**** Material ****
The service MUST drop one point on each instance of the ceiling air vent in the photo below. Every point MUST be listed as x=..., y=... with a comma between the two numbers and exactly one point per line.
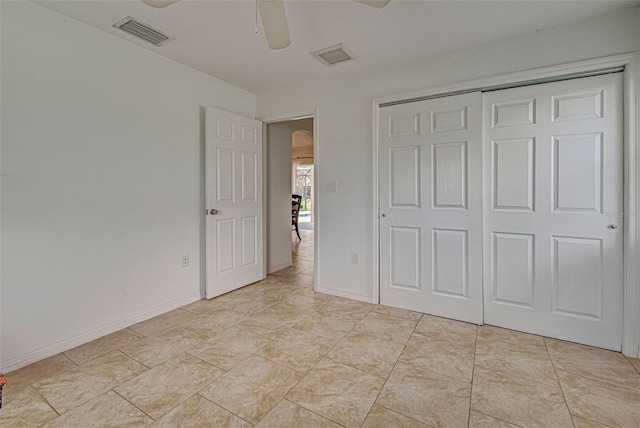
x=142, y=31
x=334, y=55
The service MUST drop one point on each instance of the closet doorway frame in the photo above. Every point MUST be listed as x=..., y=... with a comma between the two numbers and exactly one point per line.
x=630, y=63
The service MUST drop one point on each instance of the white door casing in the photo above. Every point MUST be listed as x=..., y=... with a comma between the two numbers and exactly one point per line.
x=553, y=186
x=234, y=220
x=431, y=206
****
**** Material ****
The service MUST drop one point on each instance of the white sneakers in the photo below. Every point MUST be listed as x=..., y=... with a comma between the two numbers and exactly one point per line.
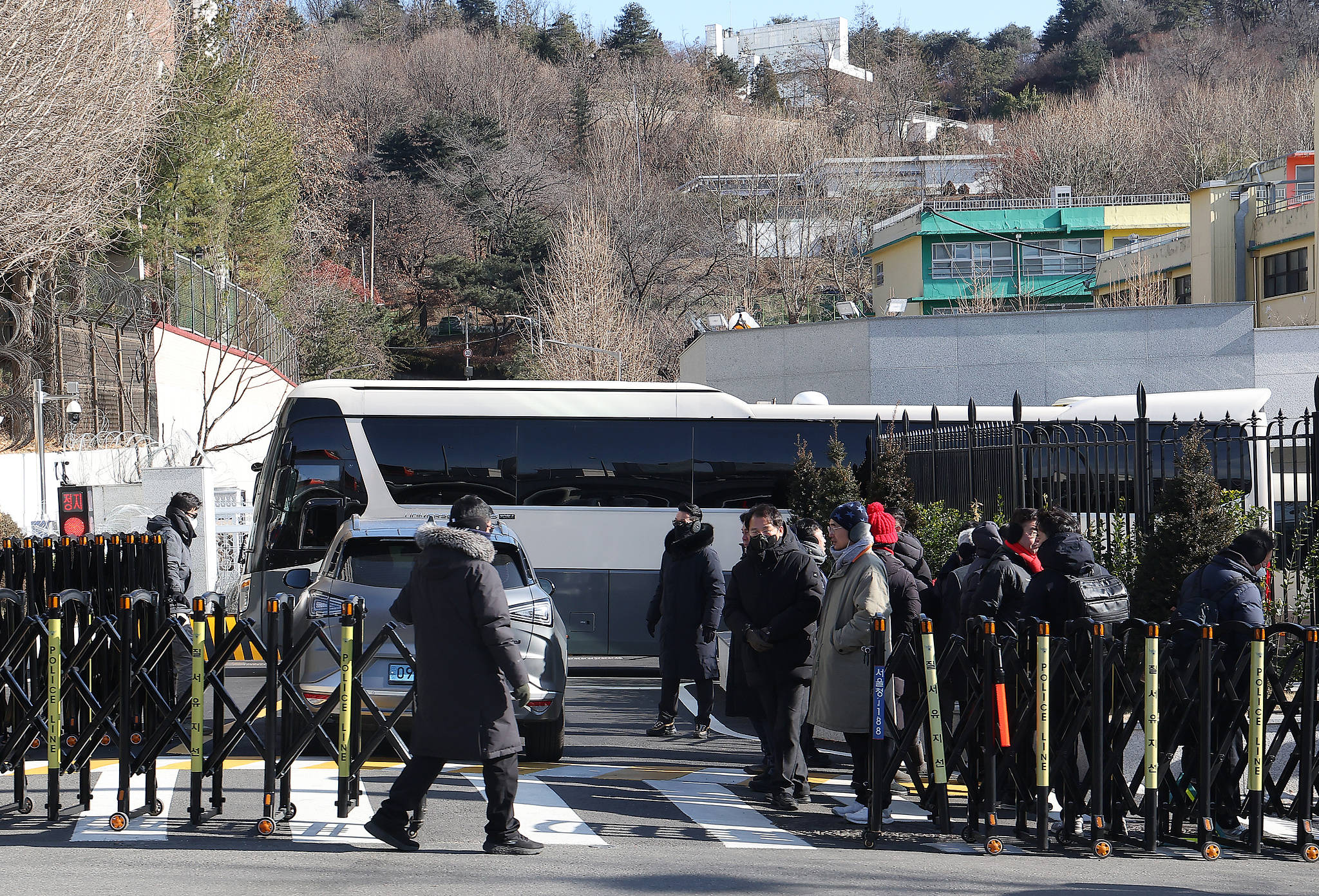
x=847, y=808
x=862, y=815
****
Task details: Copy the lines between the one containing "of the closet" and the one containing "x=431, y=206", inclusive, with no changes.

Expected answer:
The service MUST drop one point on each instance of the closet doorway frame in the photo above. Every point MUST be listed as x=..., y=... with a comma between the two numbers and exactly one point per line.
x=630, y=63
The service MUST drop one point on each instance of the white door casing in the photo above. Every point MUST be listed as x=..., y=... with a comma between the two numbers and exactly one point per line.
x=553, y=186
x=234, y=220
x=431, y=206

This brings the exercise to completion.